→ Your instructions:
Give the listing again in full, exactly as written.
^^^^^^^^
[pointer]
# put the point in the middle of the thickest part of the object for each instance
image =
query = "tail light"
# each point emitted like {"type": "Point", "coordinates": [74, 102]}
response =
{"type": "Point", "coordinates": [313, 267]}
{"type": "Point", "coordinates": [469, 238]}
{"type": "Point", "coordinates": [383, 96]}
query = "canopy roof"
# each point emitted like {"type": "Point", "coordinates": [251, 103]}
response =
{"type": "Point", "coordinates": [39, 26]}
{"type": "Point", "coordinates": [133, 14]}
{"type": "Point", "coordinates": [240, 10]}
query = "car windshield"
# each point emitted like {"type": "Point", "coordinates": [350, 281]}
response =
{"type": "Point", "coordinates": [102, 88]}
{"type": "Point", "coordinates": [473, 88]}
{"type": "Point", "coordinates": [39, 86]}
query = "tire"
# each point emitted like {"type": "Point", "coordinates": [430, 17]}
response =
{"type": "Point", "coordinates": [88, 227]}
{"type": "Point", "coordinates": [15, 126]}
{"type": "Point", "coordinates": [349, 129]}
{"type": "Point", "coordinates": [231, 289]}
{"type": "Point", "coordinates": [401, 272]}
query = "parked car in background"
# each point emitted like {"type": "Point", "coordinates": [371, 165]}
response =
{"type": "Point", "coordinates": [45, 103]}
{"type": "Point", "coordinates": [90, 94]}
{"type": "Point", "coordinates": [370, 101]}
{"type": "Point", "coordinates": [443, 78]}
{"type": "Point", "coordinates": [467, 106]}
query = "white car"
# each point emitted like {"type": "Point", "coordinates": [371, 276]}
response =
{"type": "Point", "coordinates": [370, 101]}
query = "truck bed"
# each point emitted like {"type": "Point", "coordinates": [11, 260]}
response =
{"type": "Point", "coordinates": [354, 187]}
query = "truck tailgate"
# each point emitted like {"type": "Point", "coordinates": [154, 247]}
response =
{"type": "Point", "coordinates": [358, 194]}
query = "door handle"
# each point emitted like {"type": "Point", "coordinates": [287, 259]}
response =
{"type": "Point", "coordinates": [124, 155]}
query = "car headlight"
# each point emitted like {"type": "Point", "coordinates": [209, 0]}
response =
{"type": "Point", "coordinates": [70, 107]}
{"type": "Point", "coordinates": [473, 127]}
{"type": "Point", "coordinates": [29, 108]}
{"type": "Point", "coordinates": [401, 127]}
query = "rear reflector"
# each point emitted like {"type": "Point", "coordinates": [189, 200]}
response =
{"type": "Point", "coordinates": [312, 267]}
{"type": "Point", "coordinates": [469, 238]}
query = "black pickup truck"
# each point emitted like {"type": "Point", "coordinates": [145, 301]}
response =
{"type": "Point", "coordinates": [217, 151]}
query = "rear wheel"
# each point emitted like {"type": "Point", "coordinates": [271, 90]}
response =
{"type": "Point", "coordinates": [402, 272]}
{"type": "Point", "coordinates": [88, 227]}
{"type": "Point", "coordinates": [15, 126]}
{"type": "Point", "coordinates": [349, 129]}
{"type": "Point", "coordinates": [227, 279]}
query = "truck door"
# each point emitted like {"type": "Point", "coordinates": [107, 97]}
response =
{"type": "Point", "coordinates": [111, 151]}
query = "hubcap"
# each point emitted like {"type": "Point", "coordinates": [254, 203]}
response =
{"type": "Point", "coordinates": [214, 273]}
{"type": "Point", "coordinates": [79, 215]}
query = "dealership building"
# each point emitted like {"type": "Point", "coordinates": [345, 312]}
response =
^^^^^^^^
→ Your solution:
[pointer]
# put the point in the middle of the thickest part of the object for each instance
image =
query = "tail light"
# each point emitted like {"type": "Point", "coordinates": [74, 102]}
response =
{"type": "Point", "coordinates": [313, 267]}
{"type": "Point", "coordinates": [469, 238]}
{"type": "Point", "coordinates": [383, 96]}
query = "canopy roof"
# each point emitted like {"type": "Point", "coordinates": [251, 103]}
response =
{"type": "Point", "coordinates": [39, 26]}
{"type": "Point", "coordinates": [133, 14]}
{"type": "Point", "coordinates": [240, 10]}
query = "car windshield"
# each point emitted like {"type": "Point", "coordinates": [350, 281]}
response =
{"type": "Point", "coordinates": [102, 88]}
{"type": "Point", "coordinates": [473, 88]}
{"type": "Point", "coordinates": [39, 86]}
query = "tire"
# each point emitted like {"type": "Point", "coordinates": [430, 17]}
response =
{"type": "Point", "coordinates": [88, 227]}
{"type": "Point", "coordinates": [15, 126]}
{"type": "Point", "coordinates": [349, 129]}
{"type": "Point", "coordinates": [231, 289]}
{"type": "Point", "coordinates": [401, 272]}
query = "parked car in background"
# each point emitted like {"type": "Point", "coordinates": [371, 165]}
response =
{"type": "Point", "coordinates": [45, 103]}
{"type": "Point", "coordinates": [90, 94]}
{"type": "Point", "coordinates": [370, 101]}
{"type": "Point", "coordinates": [443, 78]}
{"type": "Point", "coordinates": [467, 106]}
query = "white car"
# each point emitted like {"type": "Point", "coordinates": [371, 276]}
response =
{"type": "Point", "coordinates": [370, 101]}
query = "truck bed"
# each point emitted like {"type": "Point", "coordinates": [11, 260]}
response =
{"type": "Point", "coordinates": [354, 187]}
query = "truck tailgate"
# each point emitted like {"type": "Point", "coordinates": [154, 247]}
response =
{"type": "Point", "coordinates": [358, 194]}
query = "door handle"
# each point emitted like {"type": "Point", "coordinates": [287, 259]}
response =
{"type": "Point", "coordinates": [124, 155]}
query = "car headlight"
# each point emitted like {"type": "Point", "coordinates": [209, 0]}
response =
{"type": "Point", "coordinates": [70, 107]}
{"type": "Point", "coordinates": [473, 127]}
{"type": "Point", "coordinates": [29, 108]}
{"type": "Point", "coordinates": [401, 127]}
query = "rear reflector"
# each point emitted like {"type": "Point", "coordinates": [189, 200]}
response =
{"type": "Point", "coordinates": [312, 267]}
{"type": "Point", "coordinates": [469, 238]}
query = "black pickup truck"
# each point emitted like {"type": "Point", "coordinates": [145, 301]}
response =
{"type": "Point", "coordinates": [217, 151]}
query = "rear wheel"
# each point emitted like {"type": "Point", "coordinates": [271, 90]}
response =
{"type": "Point", "coordinates": [402, 272]}
{"type": "Point", "coordinates": [88, 227]}
{"type": "Point", "coordinates": [15, 126]}
{"type": "Point", "coordinates": [349, 129]}
{"type": "Point", "coordinates": [227, 279]}
query = "truck door"
# each point emitted like {"type": "Point", "coordinates": [107, 97]}
response =
{"type": "Point", "coordinates": [111, 151]}
query = "hubcap"
# each point emitted like {"type": "Point", "coordinates": [254, 203]}
response =
{"type": "Point", "coordinates": [214, 273]}
{"type": "Point", "coordinates": [79, 215]}
query = "dealership building"
# each point emitted like {"type": "Point", "coordinates": [345, 312]}
response =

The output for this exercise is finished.